**THE DATA:**

— Begin —

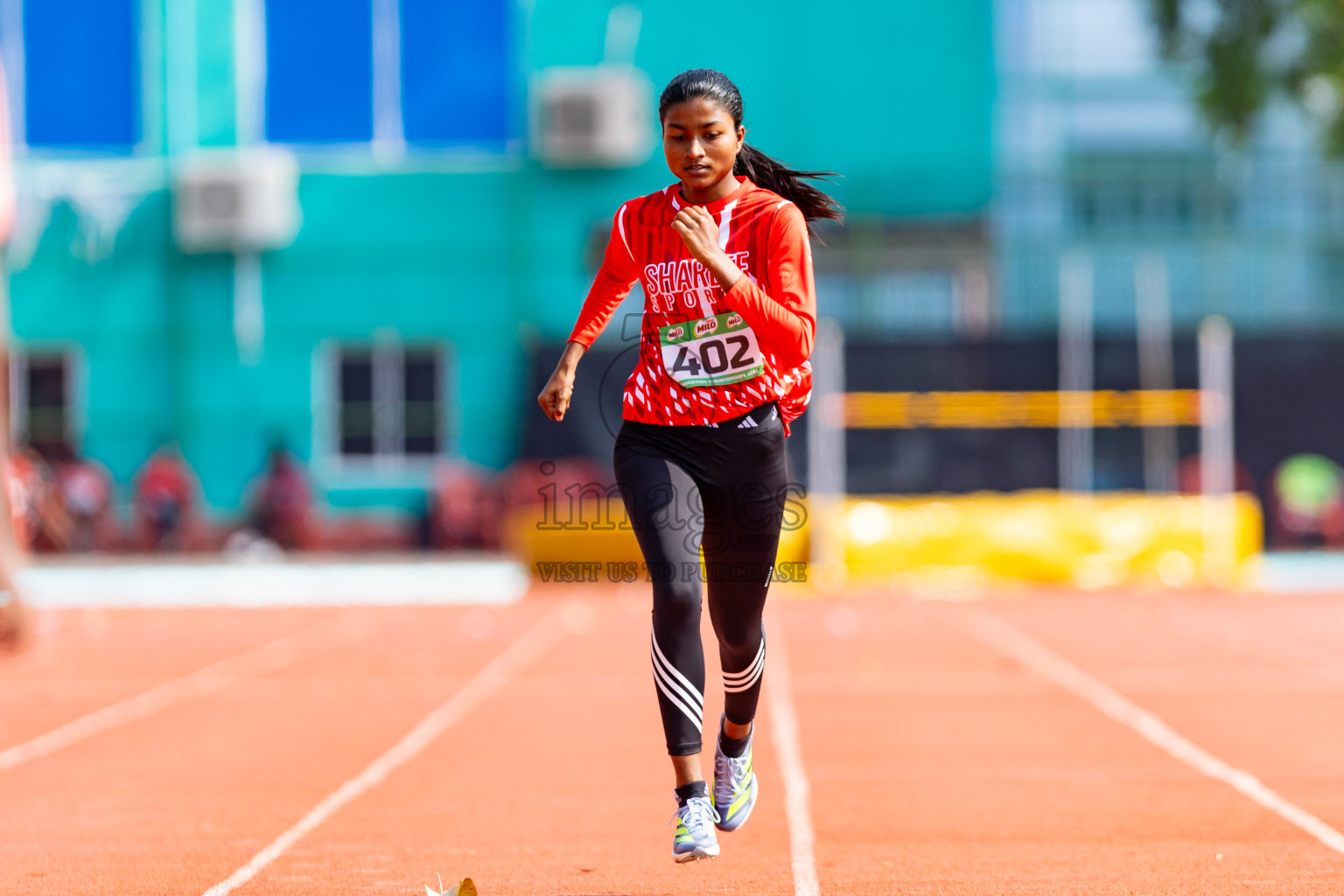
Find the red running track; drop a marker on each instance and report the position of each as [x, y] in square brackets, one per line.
[938, 763]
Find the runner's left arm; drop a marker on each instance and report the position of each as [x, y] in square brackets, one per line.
[785, 318]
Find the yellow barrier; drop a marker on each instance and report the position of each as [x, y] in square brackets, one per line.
[1092, 542]
[970, 540]
[1015, 410]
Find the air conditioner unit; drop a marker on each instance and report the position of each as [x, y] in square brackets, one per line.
[235, 200]
[592, 117]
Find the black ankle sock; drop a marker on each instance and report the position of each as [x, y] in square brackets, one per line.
[694, 788]
[732, 747]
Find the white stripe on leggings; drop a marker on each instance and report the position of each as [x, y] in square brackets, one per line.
[745, 680]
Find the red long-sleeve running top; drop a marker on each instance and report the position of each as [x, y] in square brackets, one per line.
[707, 355]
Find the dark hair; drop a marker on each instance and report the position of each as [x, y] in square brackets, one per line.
[764, 171]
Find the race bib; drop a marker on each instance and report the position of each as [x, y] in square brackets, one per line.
[712, 351]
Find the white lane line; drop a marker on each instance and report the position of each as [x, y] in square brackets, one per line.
[553, 627]
[797, 790]
[269, 657]
[1012, 642]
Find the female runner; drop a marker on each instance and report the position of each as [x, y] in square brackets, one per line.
[729, 320]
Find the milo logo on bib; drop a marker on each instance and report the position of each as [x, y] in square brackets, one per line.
[717, 351]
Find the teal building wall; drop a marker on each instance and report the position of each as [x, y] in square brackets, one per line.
[481, 251]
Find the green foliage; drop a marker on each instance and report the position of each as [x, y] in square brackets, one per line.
[1245, 52]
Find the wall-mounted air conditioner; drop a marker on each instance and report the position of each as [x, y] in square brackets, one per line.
[592, 117]
[235, 200]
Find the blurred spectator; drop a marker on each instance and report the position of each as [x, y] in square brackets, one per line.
[463, 507]
[85, 488]
[1306, 501]
[164, 500]
[281, 502]
[23, 484]
[42, 522]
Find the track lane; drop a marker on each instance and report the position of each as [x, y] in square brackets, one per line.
[87, 660]
[179, 801]
[559, 785]
[962, 773]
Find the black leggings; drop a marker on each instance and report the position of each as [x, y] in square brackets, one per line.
[722, 488]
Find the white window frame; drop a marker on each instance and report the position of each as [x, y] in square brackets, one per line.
[388, 458]
[77, 388]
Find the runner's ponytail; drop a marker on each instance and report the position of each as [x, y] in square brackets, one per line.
[764, 171]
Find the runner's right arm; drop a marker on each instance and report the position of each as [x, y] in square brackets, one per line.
[612, 285]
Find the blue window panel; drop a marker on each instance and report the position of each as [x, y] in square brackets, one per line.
[80, 73]
[454, 70]
[318, 72]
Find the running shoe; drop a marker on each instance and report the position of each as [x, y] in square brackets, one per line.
[734, 786]
[695, 830]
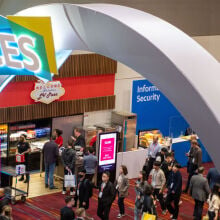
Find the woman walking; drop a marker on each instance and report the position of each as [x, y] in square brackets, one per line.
[214, 203]
[140, 186]
[122, 188]
[68, 159]
[148, 204]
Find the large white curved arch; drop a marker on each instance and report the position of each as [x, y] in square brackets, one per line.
[185, 72]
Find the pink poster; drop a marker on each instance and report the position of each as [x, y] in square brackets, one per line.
[107, 149]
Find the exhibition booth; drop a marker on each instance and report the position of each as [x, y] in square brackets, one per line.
[86, 83]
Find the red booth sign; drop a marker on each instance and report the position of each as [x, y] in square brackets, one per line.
[47, 92]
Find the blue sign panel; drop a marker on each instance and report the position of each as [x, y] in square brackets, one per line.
[154, 110]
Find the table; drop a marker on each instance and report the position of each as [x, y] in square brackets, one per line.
[133, 160]
[11, 172]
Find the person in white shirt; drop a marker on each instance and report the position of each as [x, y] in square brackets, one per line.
[158, 181]
[153, 149]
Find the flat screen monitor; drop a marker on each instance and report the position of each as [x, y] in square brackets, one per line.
[107, 150]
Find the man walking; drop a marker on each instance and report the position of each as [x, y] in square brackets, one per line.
[213, 177]
[106, 197]
[199, 190]
[90, 163]
[153, 150]
[158, 181]
[83, 188]
[51, 153]
[196, 162]
[174, 185]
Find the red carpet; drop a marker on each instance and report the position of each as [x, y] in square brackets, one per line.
[48, 207]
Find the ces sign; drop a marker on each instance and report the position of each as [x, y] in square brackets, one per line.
[47, 92]
[25, 47]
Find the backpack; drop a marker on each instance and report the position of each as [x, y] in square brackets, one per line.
[89, 184]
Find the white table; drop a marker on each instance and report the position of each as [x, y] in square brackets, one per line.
[133, 160]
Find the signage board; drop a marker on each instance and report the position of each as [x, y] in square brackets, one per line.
[26, 47]
[47, 92]
[155, 111]
[107, 151]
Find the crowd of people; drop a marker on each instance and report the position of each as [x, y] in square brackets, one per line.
[159, 183]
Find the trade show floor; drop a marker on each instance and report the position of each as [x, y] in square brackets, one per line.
[36, 187]
[47, 207]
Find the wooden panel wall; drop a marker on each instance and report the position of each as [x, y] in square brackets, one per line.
[81, 65]
[55, 109]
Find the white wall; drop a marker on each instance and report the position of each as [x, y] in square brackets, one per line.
[125, 76]
[97, 117]
[123, 87]
[211, 44]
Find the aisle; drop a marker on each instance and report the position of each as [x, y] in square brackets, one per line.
[47, 207]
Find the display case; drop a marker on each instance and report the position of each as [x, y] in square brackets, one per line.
[4, 140]
[37, 132]
[145, 138]
[125, 123]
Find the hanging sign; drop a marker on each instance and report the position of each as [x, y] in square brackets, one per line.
[26, 47]
[47, 92]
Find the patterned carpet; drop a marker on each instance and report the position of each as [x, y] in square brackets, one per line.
[48, 207]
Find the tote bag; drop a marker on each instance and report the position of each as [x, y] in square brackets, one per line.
[147, 216]
[69, 180]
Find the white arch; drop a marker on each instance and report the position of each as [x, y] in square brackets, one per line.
[186, 73]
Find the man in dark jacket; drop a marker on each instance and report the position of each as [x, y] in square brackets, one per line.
[160, 156]
[106, 197]
[82, 192]
[174, 185]
[213, 177]
[68, 159]
[165, 166]
[51, 153]
[79, 140]
[196, 162]
[199, 190]
[5, 197]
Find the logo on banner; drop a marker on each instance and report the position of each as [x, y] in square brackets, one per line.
[26, 47]
[47, 92]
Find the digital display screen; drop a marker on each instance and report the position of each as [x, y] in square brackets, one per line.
[107, 148]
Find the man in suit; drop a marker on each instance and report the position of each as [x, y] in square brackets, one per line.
[106, 197]
[153, 150]
[213, 177]
[79, 140]
[82, 193]
[196, 162]
[51, 153]
[199, 190]
[174, 185]
[166, 166]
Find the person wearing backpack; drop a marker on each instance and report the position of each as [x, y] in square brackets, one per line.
[148, 203]
[122, 185]
[83, 191]
[214, 202]
[68, 159]
[106, 197]
[140, 186]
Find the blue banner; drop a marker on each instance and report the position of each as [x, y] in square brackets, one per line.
[154, 110]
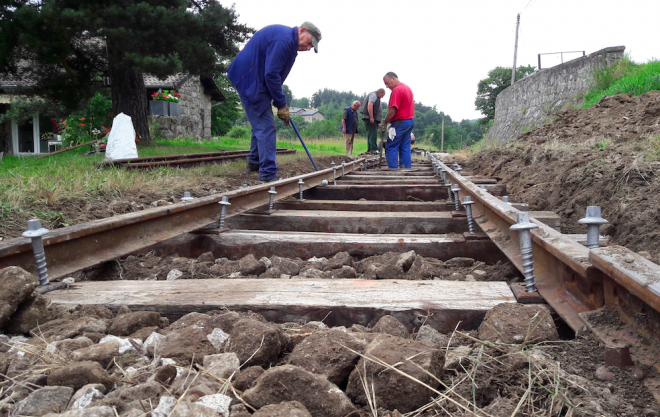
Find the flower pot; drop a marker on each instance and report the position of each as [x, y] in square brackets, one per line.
[175, 109]
[159, 108]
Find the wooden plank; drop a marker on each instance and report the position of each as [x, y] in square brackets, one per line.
[357, 176]
[550, 218]
[351, 205]
[90, 143]
[235, 244]
[430, 192]
[346, 222]
[344, 301]
[392, 172]
[401, 182]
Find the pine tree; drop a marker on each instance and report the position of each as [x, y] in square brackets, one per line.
[66, 47]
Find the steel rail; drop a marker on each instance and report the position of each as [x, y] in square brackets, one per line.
[570, 277]
[182, 160]
[73, 248]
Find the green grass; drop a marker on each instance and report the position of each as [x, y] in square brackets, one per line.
[28, 181]
[624, 77]
[330, 146]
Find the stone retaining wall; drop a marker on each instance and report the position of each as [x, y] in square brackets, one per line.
[195, 119]
[531, 102]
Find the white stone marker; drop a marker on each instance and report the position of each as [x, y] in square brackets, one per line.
[121, 143]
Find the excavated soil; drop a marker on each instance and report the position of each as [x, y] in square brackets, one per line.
[607, 156]
[390, 265]
[140, 365]
[102, 205]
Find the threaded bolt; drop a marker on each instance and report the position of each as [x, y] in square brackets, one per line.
[223, 212]
[272, 193]
[525, 238]
[449, 192]
[467, 202]
[34, 233]
[593, 222]
[457, 197]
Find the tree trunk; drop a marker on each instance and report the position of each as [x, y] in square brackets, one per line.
[129, 96]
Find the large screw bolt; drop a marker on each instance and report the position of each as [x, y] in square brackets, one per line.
[593, 222]
[467, 202]
[35, 232]
[272, 193]
[525, 237]
[449, 192]
[223, 212]
[457, 198]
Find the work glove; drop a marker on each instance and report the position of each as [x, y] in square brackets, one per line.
[283, 114]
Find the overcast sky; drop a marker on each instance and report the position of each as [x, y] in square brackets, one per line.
[442, 49]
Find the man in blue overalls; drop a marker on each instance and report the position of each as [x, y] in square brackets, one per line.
[258, 72]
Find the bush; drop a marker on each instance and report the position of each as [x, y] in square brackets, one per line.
[239, 132]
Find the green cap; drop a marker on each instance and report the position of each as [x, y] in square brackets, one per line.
[315, 32]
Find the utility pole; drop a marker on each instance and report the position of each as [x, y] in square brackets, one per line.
[442, 142]
[515, 53]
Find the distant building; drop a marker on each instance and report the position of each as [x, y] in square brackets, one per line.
[197, 95]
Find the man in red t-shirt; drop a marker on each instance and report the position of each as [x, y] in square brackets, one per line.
[401, 115]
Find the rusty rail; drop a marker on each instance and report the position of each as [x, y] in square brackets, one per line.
[183, 160]
[571, 278]
[74, 248]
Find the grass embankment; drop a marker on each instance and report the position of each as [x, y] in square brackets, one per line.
[625, 76]
[40, 183]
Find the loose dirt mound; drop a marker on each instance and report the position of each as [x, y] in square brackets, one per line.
[607, 156]
[199, 365]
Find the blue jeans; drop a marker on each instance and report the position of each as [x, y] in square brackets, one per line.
[263, 144]
[397, 150]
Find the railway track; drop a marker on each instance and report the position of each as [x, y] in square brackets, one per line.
[364, 210]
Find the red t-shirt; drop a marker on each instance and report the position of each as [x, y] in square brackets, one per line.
[402, 99]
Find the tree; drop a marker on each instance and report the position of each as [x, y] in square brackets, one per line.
[487, 90]
[67, 46]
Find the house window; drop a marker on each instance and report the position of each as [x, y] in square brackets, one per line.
[26, 137]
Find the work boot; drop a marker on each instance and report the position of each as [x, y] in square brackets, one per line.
[251, 169]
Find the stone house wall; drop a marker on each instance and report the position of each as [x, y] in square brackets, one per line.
[195, 119]
[531, 102]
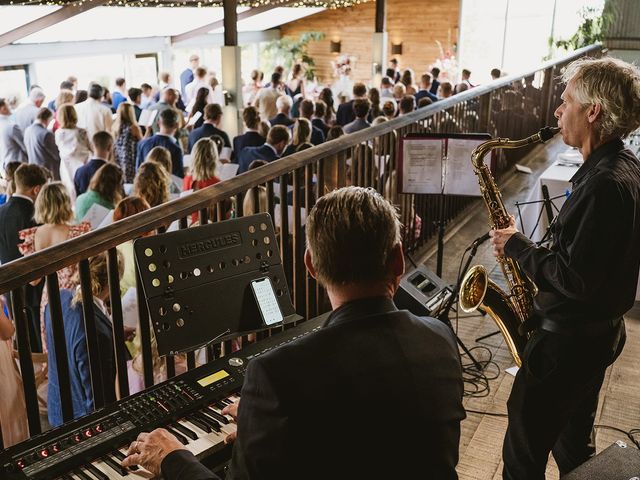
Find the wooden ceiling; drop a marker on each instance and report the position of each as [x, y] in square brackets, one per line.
[191, 3]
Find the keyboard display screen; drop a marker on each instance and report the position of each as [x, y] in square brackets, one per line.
[214, 377]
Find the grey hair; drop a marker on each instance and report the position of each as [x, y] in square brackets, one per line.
[612, 84]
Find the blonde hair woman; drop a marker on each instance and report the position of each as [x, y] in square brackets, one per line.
[13, 412]
[205, 165]
[54, 214]
[73, 144]
[127, 134]
[152, 184]
[301, 136]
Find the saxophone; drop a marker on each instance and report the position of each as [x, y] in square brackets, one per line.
[477, 291]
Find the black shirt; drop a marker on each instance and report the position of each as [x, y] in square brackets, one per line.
[590, 272]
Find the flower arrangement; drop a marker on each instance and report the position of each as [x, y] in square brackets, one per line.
[447, 63]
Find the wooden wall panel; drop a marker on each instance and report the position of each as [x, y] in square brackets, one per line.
[415, 23]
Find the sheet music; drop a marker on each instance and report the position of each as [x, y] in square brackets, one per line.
[459, 177]
[147, 117]
[130, 308]
[95, 215]
[225, 154]
[192, 121]
[422, 165]
[108, 220]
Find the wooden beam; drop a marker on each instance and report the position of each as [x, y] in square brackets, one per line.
[220, 23]
[41, 23]
[230, 21]
[381, 16]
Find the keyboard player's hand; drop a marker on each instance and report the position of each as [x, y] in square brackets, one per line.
[231, 410]
[150, 449]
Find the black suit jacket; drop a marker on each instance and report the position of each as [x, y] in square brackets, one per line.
[207, 130]
[345, 113]
[376, 393]
[281, 119]
[15, 215]
[84, 174]
[249, 139]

— End —

**AIM:** Everything from the line containing "Find the keyboard display" to the end of the records must be written out exactly; include both of those lines and no others.

**TASK RESPONSE:**
Find the keyboard display screen; drop a marker on each instance and report the position of each as [x, y] in square brackets, one per line.
[214, 377]
Find the grey hair; drop a marker on each instance and report the position of each as [x, y] in square brackets, one per line.
[612, 84]
Find the blonde hair woman; drop a marker on each instance and report the position of each as [x, y] in square brackets, one per line.
[13, 412]
[205, 165]
[54, 214]
[73, 144]
[127, 134]
[152, 184]
[301, 136]
Find the saxophone; drop a marker on each instance and report the position of each as [x, y] in square brackets, one per line.
[477, 291]
Find the black shirt; drop a marker on each instance and report the position of each as [x, y] in square brackets, one per line.
[590, 272]
Find the flower arrangement; drop a marker on each instance and report the position of each as [x, y] in square brackets, one per line.
[447, 63]
Find the wooden wall panel; drop a marker on each instance and report the position of each as [x, y] in square brackets, one per line.
[415, 23]
Find the sheet music; drop a marker on each instance and report the position of each as [x, y] in square brackets, one per line.
[459, 177]
[147, 117]
[130, 308]
[95, 215]
[225, 154]
[192, 121]
[422, 165]
[108, 220]
Find the wooden beam; drop a marker on each instance and report the position of each as [x, y] in square brackets, one per line.
[220, 23]
[41, 23]
[230, 21]
[381, 16]
Find the keyboard player's hand; drop a marker on each instance and report the position of each as [x, y] in square brackets, one per line.
[231, 410]
[150, 449]
Find the black suit jacket; drop a marker on each instance and report the position of each as [x, y] in square brackets, one per line.
[207, 130]
[345, 113]
[376, 393]
[281, 119]
[15, 215]
[84, 174]
[249, 139]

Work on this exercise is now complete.